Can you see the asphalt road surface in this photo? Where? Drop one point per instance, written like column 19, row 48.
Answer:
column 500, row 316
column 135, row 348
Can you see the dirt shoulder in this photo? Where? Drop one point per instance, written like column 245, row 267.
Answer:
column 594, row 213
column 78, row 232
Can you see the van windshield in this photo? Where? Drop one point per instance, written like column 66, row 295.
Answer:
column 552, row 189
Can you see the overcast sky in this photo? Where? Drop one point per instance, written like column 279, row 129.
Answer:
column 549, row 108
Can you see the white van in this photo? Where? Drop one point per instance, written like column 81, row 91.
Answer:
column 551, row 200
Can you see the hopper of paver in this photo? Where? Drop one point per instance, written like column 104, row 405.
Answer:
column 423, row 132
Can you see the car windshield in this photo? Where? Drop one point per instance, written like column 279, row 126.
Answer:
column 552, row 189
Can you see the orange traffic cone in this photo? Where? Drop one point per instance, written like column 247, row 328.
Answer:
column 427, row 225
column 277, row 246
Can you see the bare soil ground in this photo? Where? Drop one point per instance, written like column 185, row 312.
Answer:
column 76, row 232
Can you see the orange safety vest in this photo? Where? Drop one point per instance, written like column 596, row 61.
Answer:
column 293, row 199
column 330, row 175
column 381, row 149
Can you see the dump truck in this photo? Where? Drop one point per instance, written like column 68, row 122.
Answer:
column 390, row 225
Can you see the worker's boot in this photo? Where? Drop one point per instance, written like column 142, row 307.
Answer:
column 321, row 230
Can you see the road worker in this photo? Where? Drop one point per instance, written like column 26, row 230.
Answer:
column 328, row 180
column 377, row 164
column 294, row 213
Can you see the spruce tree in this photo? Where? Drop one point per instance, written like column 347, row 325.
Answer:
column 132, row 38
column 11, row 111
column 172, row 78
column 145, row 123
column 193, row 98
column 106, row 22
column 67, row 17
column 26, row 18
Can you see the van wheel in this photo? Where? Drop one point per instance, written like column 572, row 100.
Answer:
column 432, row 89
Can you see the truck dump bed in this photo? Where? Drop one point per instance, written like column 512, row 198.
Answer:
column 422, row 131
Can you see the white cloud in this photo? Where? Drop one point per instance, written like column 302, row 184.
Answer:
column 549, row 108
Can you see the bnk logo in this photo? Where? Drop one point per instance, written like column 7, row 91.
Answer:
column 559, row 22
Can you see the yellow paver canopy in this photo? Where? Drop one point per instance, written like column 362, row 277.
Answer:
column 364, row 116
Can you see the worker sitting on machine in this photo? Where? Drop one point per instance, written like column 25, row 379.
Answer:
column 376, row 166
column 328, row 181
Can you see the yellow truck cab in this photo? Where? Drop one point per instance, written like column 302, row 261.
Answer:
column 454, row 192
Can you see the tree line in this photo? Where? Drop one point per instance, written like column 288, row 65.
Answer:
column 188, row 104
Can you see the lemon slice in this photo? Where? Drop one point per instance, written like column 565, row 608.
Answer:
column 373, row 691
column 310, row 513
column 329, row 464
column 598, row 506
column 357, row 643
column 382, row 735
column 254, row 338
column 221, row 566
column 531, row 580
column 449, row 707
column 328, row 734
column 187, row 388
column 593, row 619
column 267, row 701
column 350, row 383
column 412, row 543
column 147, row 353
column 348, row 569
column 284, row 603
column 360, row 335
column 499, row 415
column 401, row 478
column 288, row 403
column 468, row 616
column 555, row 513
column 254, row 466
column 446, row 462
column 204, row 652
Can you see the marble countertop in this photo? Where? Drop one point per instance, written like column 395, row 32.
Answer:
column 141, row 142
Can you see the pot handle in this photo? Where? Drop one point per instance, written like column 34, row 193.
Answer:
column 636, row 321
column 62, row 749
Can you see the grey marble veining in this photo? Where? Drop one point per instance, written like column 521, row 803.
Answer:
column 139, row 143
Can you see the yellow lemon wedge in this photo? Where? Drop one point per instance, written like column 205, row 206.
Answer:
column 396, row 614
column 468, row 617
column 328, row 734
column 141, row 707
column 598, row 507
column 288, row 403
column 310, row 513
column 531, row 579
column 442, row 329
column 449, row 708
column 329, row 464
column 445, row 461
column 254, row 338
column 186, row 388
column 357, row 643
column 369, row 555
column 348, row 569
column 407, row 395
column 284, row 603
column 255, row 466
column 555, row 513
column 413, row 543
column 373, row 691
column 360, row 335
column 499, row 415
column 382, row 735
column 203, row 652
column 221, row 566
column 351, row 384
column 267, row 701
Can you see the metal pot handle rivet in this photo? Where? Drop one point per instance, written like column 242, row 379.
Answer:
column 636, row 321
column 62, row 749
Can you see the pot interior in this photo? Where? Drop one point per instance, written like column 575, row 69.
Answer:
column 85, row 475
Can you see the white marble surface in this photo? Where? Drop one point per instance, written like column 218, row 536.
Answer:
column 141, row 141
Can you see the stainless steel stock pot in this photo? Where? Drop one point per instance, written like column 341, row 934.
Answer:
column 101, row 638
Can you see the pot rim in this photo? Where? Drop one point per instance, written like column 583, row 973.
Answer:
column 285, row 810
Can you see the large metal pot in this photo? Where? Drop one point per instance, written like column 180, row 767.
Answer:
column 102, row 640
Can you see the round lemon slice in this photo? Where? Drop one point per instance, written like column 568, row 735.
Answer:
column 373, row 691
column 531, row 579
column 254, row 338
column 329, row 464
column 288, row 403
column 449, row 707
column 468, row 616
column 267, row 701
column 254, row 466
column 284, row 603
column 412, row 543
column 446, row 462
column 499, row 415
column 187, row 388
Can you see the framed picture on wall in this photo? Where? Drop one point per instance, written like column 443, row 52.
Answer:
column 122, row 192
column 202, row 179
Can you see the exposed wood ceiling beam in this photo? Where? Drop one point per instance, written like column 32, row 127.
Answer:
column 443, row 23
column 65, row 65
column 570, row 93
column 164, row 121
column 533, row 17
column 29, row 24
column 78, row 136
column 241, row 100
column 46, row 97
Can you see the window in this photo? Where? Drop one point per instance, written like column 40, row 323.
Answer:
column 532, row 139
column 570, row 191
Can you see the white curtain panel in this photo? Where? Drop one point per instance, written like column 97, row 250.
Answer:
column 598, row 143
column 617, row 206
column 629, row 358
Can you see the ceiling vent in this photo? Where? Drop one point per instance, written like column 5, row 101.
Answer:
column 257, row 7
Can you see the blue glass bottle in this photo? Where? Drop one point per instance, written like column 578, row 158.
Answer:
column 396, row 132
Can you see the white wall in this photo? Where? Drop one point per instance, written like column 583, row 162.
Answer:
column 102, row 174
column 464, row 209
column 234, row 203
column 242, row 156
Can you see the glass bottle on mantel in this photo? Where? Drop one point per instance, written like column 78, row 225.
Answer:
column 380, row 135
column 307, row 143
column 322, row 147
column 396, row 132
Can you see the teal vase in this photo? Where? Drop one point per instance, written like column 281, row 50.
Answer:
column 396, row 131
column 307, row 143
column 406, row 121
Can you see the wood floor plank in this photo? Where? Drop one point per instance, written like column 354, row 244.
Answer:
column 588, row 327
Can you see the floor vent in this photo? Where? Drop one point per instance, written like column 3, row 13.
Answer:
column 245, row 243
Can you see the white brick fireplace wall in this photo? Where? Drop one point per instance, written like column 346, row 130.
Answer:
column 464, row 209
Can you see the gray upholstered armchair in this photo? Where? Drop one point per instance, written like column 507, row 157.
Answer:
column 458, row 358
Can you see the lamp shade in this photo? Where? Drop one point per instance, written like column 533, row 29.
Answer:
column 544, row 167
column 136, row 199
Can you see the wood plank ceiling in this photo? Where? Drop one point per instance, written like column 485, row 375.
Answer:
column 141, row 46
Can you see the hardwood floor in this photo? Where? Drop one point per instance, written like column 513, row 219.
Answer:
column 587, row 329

● ● ●

# Problem statement
Copy out the records between the line containing "Can you see the dump" and the line containing "column 432, row 89", inclusive, with nothing changed.

# The answer
Can you see the dump truck in this photo? Where? Drop one point per instance, written like column 68, row 122.
Answer:
column 390, row 225
Can you see the worker's boot in this photo? Where? Drop one point per instance, written like column 142, row 307.
Answer:
column 321, row 230
Can you see the road worker in this photo? Where? Drop one point per instance, written like column 26, row 230.
Answer:
column 328, row 180
column 377, row 164
column 294, row 213
Can you see the spruce tree in this photo? Where? Drop one point per instance, written like column 347, row 325.
Answer:
column 132, row 38
column 11, row 111
column 172, row 78
column 145, row 123
column 193, row 98
column 106, row 22
column 67, row 17
column 26, row 18
Can you see the van wheel in this photo? Where? Drop one point per instance, written like column 572, row 100.
Answer:
column 432, row 89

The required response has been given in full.